_WHAT IS EXPECTED_
A complete answer retypes each of the records below precisely and includes none of the pictures.

Start of MATERIAL PROVIDED

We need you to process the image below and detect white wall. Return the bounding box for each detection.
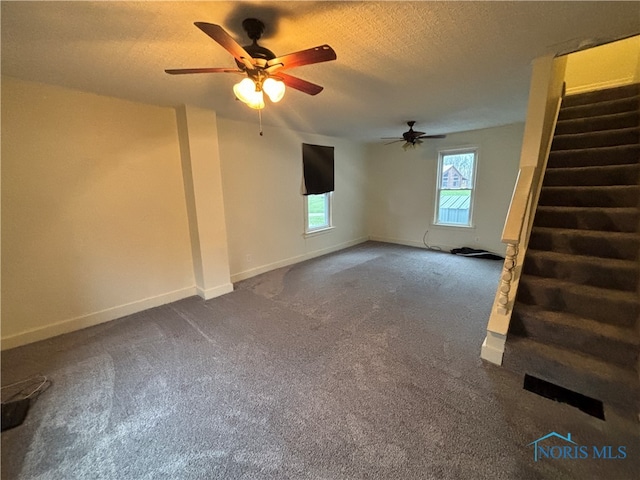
[1,77,522,349]
[1,77,370,348]
[217,119,369,282]
[1,77,196,348]
[367,123,524,254]
[565,35,640,95]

End of MATERIAL PROVIDED

_RESPONSE TO THIS EXERCISE_
We need you to process the image below and detect white wall. Return the bounding box for each detection.
[1,77,522,349]
[1,77,370,348]
[217,119,369,282]
[1,77,196,348]
[367,123,524,254]
[565,35,640,95]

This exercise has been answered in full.